Aim of the exercise: Convert the stretch of data from the line containing "The component shall indicate one point per instance of the sandy" through the line containing "of the narrow" into a numbered list, omitting any blank lines.

Material for this exercise:
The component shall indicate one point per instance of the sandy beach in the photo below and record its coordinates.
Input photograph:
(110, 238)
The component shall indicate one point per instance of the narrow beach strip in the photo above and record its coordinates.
==
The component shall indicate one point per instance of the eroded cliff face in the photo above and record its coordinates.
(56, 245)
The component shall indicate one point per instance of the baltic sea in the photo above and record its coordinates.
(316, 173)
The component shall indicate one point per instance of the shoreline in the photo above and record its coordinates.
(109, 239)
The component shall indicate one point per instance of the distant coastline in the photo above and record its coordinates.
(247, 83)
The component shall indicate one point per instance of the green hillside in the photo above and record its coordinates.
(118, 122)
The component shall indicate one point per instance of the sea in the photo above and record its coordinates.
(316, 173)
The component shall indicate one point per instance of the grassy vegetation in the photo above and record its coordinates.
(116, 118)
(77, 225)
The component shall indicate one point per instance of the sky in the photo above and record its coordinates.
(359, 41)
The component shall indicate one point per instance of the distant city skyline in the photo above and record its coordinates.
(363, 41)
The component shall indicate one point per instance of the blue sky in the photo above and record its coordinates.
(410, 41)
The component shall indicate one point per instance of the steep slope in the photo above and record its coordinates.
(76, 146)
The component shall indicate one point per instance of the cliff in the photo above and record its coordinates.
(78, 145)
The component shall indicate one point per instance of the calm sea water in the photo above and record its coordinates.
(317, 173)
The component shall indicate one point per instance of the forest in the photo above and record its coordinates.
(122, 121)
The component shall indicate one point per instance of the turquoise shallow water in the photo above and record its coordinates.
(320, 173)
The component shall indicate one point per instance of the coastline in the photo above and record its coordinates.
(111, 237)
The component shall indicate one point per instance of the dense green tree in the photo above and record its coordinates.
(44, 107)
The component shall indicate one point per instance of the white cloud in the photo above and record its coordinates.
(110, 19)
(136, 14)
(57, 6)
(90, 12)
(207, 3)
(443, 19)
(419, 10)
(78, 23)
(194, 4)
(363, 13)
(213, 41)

Exercise answer:
1. The component shall indicate one point per instance of the sandy beach in the photo below and record its coordinates.
2. Input photograph:
3. (110, 238)
4. The component shall indicate one point per instance of the narrow beach strip in the photo above and record its coordinates.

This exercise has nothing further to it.